> _WORK REQUEST_: Can you copy the material below with every "rough mask" replaced by "coarse mask" and nothing else changed?

> _RECORD SET_:

=== Section Start ===

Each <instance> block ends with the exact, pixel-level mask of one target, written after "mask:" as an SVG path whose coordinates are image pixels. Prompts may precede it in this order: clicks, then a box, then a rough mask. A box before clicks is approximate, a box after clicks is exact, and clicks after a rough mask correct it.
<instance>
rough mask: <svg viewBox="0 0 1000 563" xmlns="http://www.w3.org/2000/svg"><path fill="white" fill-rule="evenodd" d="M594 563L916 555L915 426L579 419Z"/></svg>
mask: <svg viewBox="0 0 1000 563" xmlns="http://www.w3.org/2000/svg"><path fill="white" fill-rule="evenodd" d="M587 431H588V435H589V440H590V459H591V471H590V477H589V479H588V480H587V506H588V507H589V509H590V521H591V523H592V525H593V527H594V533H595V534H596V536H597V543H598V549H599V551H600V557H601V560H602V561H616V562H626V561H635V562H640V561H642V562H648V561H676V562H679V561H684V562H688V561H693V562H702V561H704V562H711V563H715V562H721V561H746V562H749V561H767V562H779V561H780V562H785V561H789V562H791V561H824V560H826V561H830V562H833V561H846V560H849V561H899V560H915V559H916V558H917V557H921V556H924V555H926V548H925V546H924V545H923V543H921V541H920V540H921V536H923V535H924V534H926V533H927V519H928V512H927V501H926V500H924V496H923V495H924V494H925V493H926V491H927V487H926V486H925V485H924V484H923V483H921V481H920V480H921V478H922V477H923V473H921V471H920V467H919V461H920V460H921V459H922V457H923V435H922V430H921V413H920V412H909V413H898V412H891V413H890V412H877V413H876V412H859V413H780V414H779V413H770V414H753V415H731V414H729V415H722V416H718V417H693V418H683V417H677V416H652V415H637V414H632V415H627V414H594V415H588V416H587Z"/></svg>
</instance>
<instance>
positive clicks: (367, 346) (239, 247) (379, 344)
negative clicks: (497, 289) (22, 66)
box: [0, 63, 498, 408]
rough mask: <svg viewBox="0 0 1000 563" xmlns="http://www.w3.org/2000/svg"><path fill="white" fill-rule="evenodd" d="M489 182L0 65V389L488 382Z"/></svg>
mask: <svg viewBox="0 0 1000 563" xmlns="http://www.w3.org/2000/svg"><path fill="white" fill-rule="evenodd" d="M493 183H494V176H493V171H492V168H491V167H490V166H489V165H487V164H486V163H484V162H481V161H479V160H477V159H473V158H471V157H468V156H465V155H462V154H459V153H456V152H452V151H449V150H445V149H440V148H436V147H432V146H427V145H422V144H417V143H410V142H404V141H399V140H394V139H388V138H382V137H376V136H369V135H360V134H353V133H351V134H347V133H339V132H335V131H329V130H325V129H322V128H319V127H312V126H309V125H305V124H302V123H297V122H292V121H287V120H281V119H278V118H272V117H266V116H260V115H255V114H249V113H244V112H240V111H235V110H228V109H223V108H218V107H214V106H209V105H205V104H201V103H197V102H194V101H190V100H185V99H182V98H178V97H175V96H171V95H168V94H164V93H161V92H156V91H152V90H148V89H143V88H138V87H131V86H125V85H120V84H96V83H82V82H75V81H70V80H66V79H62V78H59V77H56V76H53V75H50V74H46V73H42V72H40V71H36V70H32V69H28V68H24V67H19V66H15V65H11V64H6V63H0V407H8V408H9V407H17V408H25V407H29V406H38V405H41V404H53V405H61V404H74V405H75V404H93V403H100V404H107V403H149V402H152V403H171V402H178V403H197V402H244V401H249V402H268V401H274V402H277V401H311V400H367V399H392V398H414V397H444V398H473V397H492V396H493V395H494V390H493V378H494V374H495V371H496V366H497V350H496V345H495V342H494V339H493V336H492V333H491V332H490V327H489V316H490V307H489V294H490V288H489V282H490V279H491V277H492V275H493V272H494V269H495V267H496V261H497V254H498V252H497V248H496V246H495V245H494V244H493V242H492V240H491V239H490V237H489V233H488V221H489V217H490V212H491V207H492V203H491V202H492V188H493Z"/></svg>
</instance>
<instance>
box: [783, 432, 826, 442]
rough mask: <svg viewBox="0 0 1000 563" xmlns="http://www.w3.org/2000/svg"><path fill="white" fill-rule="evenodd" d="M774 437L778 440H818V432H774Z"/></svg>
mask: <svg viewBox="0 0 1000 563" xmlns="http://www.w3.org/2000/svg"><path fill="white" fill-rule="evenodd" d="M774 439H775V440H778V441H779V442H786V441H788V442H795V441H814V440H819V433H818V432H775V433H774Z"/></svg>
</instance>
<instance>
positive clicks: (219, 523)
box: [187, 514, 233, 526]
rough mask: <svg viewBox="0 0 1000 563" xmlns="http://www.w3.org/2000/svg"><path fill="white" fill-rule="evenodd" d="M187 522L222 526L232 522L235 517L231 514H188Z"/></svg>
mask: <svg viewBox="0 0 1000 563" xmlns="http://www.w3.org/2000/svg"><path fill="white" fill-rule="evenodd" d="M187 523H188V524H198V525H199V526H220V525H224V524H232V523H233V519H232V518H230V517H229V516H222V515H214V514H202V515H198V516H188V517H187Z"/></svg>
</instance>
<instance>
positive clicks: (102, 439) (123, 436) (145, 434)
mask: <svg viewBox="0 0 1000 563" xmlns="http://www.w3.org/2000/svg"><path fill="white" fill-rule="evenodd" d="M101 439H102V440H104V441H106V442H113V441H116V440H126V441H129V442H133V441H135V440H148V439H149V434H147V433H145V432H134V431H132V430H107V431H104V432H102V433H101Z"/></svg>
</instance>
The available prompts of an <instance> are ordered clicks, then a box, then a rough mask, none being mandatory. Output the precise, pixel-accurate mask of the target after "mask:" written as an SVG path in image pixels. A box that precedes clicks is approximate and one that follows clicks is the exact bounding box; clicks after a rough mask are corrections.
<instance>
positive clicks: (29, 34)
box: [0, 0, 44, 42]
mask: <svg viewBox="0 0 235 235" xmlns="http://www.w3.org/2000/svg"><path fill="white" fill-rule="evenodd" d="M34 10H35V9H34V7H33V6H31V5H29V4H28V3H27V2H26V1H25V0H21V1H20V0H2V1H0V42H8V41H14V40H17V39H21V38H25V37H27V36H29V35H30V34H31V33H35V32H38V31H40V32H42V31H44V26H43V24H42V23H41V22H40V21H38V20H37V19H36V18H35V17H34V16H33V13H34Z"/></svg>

=== Section End ===

> _EXERCISE SOLUTION_:
Each <instance> block ends with the exact, pixel-level mask of one target, written after "mask:" as an SVG path whose coordinates are image pixels. Prompts may precede it in this order: clicks, then a box, then a coarse mask. A box before clicks is approximate, a box after clicks is exact, and clicks after a coarse mask correct it.
<instance>
coarse mask: <svg viewBox="0 0 1000 563" xmlns="http://www.w3.org/2000/svg"><path fill="white" fill-rule="evenodd" d="M594 563L916 555L915 426L579 419Z"/></svg>
mask: <svg viewBox="0 0 1000 563" xmlns="http://www.w3.org/2000/svg"><path fill="white" fill-rule="evenodd" d="M587 431H588V435H589V440H590V459H591V471H590V477H589V479H588V480H587V506H588V507H589V509H590V521H591V523H592V525H593V527H594V533H595V534H596V536H597V543H598V549H599V551H600V557H601V560H602V561H616V562H626V561H635V562H640V561H642V562H648V561H676V562H679V561H684V562H688V561H693V562H702V561H704V562H711V563H715V562H721V561H746V562H749V561H767V562H779V561H780V562H785V561H789V562H791V561H824V560H826V561H830V562H833V561H846V560H849V561H899V560H915V559H916V558H917V557H921V556H924V555H926V548H925V546H924V545H923V543H921V541H920V540H921V536H923V535H924V534H926V533H927V519H928V512H927V501H926V500H924V496H923V495H924V494H925V493H926V491H927V487H926V486H925V485H924V484H923V483H921V481H920V480H921V478H922V477H923V473H921V471H920V467H919V461H920V460H921V459H922V457H923V435H922V430H921V413H920V412H909V413H898V412H891V413H890V412H877V413H876V412H859V413H780V414H779V413H770V414H753V415H731V414H729V415H722V416H718V417H693V418H683V417H677V416H652V415H637V414H632V415H627V414H594V415H588V416H587Z"/></svg>
</instance>
<instance>
positive clicks: (367, 346) (239, 247) (379, 344)
negative clicks: (497, 289) (22, 66)
box: [0, 63, 498, 408]
coarse mask: <svg viewBox="0 0 1000 563" xmlns="http://www.w3.org/2000/svg"><path fill="white" fill-rule="evenodd" d="M489 182L0 65V389L488 382Z"/></svg>
mask: <svg viewBox="0 0 1000 563" xmlns="http://www.w3.org/2000/svg"><path fill="white" fill-rule="evenodd" d="M493 183H494V176H493V171H492V168H491V167H490V166H489V165H487V164H486V163H484V162H481V161H479V160H477V159H473V158H471V157H468V156H465V155H462V154H459V153H456V152H452V151H449V150H445V149H440V148H436V147H432V146H427V145H422V144H417V143H410V142H404V141H399V140H394V139H388V138H382V137H376V136H369V135H360V134H353V133H351V134H347V133H339V132H335V131H329V130H325V129H322V128H319V127H312V126H309V125H305V124H302V123H297V122H292V121H287V120H281V119H278V118H272V117H266V116H260V115H255V114H249V113H244V112H240V111H235V110H228V109H223V108H218V107H214V106H209V105H205V104H201V103H197V102H194V101H190V100H185V99H182V98H178V97H175V96H171V95H168V94H164V93H161V92H156V91H152V90H148V89H143V88H138V87H131V86H125V85H120V84H96V83H82V82H75V81H70V80H66V79H62V78H59V77H56V76H53V75H50V74H46V73H42V72H40V71H36V70H32V69H28V68H24V67H19V66H15V65H11V64H6V63H0V407H8V408H9V407H17V408H25V407H29V406H38V405H41V404H53V405H61V404H74V405H75V404H93V403H100V404H107V403H149V402H152V403H171V402H178V403H197V402H244V401H249V402H268V401H274V402H277V401H311V400H367V399H392V398H414V397H444V398H473V397H492V396H493V395H494V390H493V378H494V374H495V371H496V366H497V350H496V345H495V342H494V339H493V336H492V333H491V332H490V327H489V316H490V307H489V294H490V288H489V282H490V279H491V277H492V275H493V272H494V269H495V267H496V261H497V254H498V252H497V248H496V246H495V245H494V244H493V242H492V240H491V239H490V237H489V233H488V221H489V217H490V212H491V207H492V203H491V202H492V188H493Z"/></svg>
</instance>
<instance>
box: [783, 432, 826, 442]
coarse mask: <svg viewBox="0 0 1000 563" xmlns="http://www.w3.org/2000/svg"><path fill="white" fill-rule="evenodd" d="M774 437L778 440H818V432H774Z"/></svg>
mask: <svg viewBox="0 0 1000 563" xmlns="http://www.w3.org/2000/svg"><path fill="white" fill-rule="evenodd" d="M774 439H775V440H778V441H779V442H786V441H788V442H795V441H814V440H819V433H818V432H775V433H774Z"/></svg>
</instance>
<instance>
positive clicks: (219, 523)
box: [187, 514, 233, 526]
coarse mask: <svg viewBox="0 0 1000 563" xmlns="http://www.w3.org/2000/svg"><path fill="white" fill-rule="evenodd" d="M187 522L222 526L232 522L235 517L231 514H188Z"/></svg>
mask: <svg viewBox="0 0 1000 563" xmlns="http://www.w3.org/2000/svg"><path fill="white" fill-rule="evenodd" d="M187 523H188V524H198V525H199V526H220V525H224V524H232V523H233V519H232V518H230V517H229V516H222V515H214V514H202V515H198V516H188V517H187Z"/></svg>
</instance>
<instance>
positive clicks: (102, 439) (123, 436) (145, 434)
mask: <svg viewBox="0 0 1000 563" xmlns="http://www.w3.org/2000/svg"><path fill="white" fill-rule="evenodd" d="M101 439H102V440H104V441H106V442H113V441H116V440H126V441H129V442H133V441H135V440H148V439H149V434H147V433H145V432H134V431H132V430H107V431H104V432H102V433H101Z"/></svg>
</instance>
The available prompts of an <instance> are ordered clicks, then a box, then a coarse mask, none being mandatory. Output the precise, pixel-accurate mask of the target after "mask:" written as an SVG path in image pixels. A box that precedes clicks is approximate and one that follows clicks is the exact bounding box; clicks after a coarse mask are corrections.
<instance>
positive clicks: (29, 34)
box: [0, 0, 44, 42]
mask: <svg viewBox="0 0 235 235" xmlns="http://www.w3.org/2000/svg"><path fill="white" fill-rule="evenodd" d="M34 10H35V9H34V7H33V6H31V5H29V4H28V3H27V2H26V1H25V0H21V1H20V0H2V1H0V42H8V41H14V40H17V39H21V38H25V37H27V36H29V35H30V34H31V33H35V32H38V31H40V32H42V31H44V26H43V24H42V23H41V22H40V21H38V20H37V19H36V18H35V17H34V16H33V13H34Z"/></svg>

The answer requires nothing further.